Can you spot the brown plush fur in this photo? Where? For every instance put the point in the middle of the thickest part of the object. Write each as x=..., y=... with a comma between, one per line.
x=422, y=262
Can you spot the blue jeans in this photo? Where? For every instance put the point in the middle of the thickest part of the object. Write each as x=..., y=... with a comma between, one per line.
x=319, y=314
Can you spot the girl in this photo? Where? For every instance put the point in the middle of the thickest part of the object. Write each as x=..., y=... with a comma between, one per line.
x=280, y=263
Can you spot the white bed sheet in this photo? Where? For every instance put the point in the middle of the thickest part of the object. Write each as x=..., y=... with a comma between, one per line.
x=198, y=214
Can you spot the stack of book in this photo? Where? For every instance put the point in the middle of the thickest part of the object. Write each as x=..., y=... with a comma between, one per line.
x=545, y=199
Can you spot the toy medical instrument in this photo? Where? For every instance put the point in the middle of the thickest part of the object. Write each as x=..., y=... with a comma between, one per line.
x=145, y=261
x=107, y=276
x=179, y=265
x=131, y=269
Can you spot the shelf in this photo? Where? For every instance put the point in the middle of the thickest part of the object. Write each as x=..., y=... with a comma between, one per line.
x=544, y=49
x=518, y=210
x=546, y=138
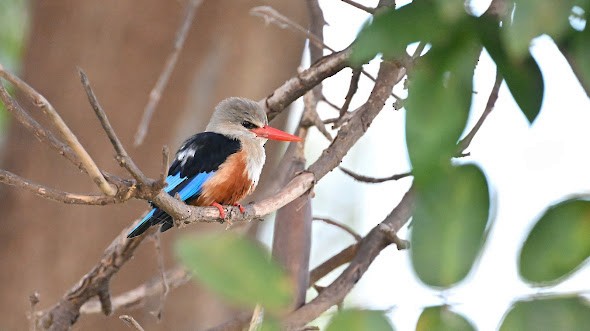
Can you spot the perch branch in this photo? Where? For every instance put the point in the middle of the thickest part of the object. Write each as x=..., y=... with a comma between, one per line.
x=344, y=227
x=69, y=137
x=162, y=81
x=373, y=180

● ● ● ● ● ● ●

Written problem: Output every line of the data above as a Markdown table with the columns Row and Line, numbering the rows in order and skipping blank lines. Leave the pictures out of the table.

Task response:
| Row | Line |
|---|---|
| 1 | Can you spot the brown plush fur in this photo? Where? For every instance put the point in the middle of the thickest part of the object. Write each as x=..., y=... with a comma between, one per line. |
| 2 | x=422, y=262 |
| 3 | Can you spot the blue jeans in this photo? Where? For every instance put the point in the middle of the thickest part of the object. Write each as x=..., y=... with a comma between, one per line. |
| 4 | x=319, y=314 |
| 5 | Can you spot the girl in this photo? Where? For every instance put the point in the middle of the thickest part of the object. Write each as x=..., y=... with a comma between, one per line. |
| 6 | x=280, y=263 |
| 7 | Can you spot the white bed sheet in this photo? Where? For every instance put the point in the middle of the thickest part of the object. Write each as x=..., y=... with a comma between, one per line. |
| 8 | x=198, y=214 |
| 9 | Can you spot the stack of book in this photo? Where? For every instance put the point in the middle of the thickest part of the object. Write each as x=..., y=... with a comma between, one per line. |
| 10 | x=545, y=199 |
| 11 | Can you spot the toy medical instrument in this photo? Where? For every instance put the point in the middle of the thickest part of the object. Write each as x=..., y=... with a comma between, one per line. |
| 12 | x=145, y=261 |
| 13 | x=107, y=276 |
| 14 | x=179, y=265 |
| 15 | x=131, y=269 |
| 16 | Can you spot the shelf in this photo? Where? For every instance put the point in the middle of the thickest part of the object. Write each as x=..., y=... with a comma between, one per line. |
| 17 | x=544, y=49 |
| 18 | x=518, y=210 |
| 19 | x=546, y=138 |
| 20 | Can you spot the perch branch in this photo? Where? For every instance put the point in the middle of the thickest part of the object. Write each as x=..., y=... with a comma between, one per line. |
| 21 | x=344, y=227 |
| 22 | x=69, y=137 |
| 23 | x=162, y=81 |
| 24 | x=373, y=180 |